> **About this exercise**: Nothing but the images should be left out when the entries are restated word for word.

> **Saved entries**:
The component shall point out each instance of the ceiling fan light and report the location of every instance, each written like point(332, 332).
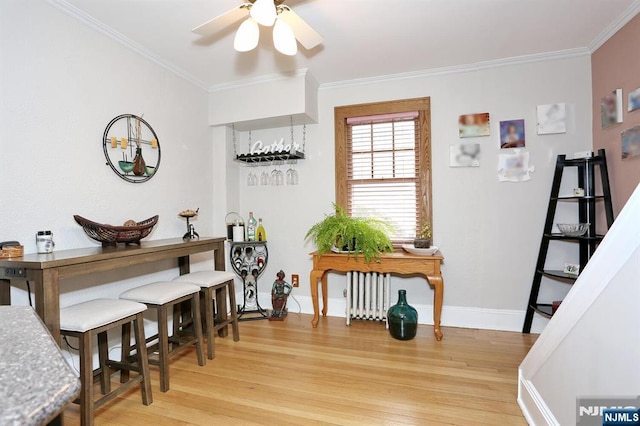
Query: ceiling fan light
point(247, 36)
point(264, 12)
point(283, 38)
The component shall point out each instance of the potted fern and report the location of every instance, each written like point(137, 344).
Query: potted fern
point(358, 235)
point(424, 239)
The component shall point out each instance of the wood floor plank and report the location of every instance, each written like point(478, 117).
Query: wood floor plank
point(287, 373)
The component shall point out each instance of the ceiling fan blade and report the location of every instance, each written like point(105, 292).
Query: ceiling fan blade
point(307, 36)
point(222, 21)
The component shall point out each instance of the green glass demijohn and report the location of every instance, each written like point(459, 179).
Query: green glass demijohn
point(402, 318)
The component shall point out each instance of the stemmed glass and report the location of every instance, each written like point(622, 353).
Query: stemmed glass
point(252, 178)
point(264, 178)
point(292, 174)
point(277, 176)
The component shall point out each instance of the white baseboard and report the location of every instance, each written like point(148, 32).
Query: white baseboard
point(533, 407)
point(452, 316)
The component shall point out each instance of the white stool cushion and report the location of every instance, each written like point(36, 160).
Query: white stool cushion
point(207, 278)
point(160, 292)
point(95, 313)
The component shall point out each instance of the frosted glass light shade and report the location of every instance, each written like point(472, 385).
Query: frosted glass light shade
point(284, 39)
point(247, 36)
point(264, 12)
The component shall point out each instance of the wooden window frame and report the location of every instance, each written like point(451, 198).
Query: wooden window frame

> **Task answer**:
The component shall point out each instance of the ceiling fan light and report the location of every instance, each written like point(332, 332).
Query: ceiling fan light
point(247, 36)
point(264, 12)
point(283, 38)
The component shall point out each instance of the potted fern and report the location of every instance, each written like point(137, 344).
Query: potted fern
point(358, 235)
point(424, 239)
The component shall point out each instance of the wood floor plank and report the location of every instance, each written like point(478, 117).
Query: wood floor plank
point(287, 373)
The component shall point out each instance of the ceiling fan blade and report the location of every instance, each written like point(105, 292).
Query: ceiling fan blade
point(307, 36)
point(222, 21)
The component shall point out each instance of the green glass demijohn and report the location of every instance, each written like point(459, 179).
Query: green glass demijohn
point(402, 318)
The component shall point out each instance of the stemmed glass and report the location of every instance, each written like point(622, 353).
Query: stemmed glass
point(252, 178)
point(264, 178)
point(292, 174)
point(277, 176)
The component shall point out each instance of the white baseboard and report the location of every instance, each written like point(148, 32).
Query: white baseboard
point(533, 407)
point(452, 316)
The component shall point out each instance of the white stool cushion and report the location of every instance, each written like point(36, 160).
Query: white stool cushion
point(207, 278)
point(160, 292)
point(95, 313)
The component shall point out each instance of the frosted glass light shade and report the location of every instance, each written like point(472, 385).
Query: frosted glass light shade
point(284, 39)
point(247, 36)
point(264, 12)
The component shall point out each instance of the wooden window frame and report the location of every instance, each written like point(451, 198).
Query: wooden window frame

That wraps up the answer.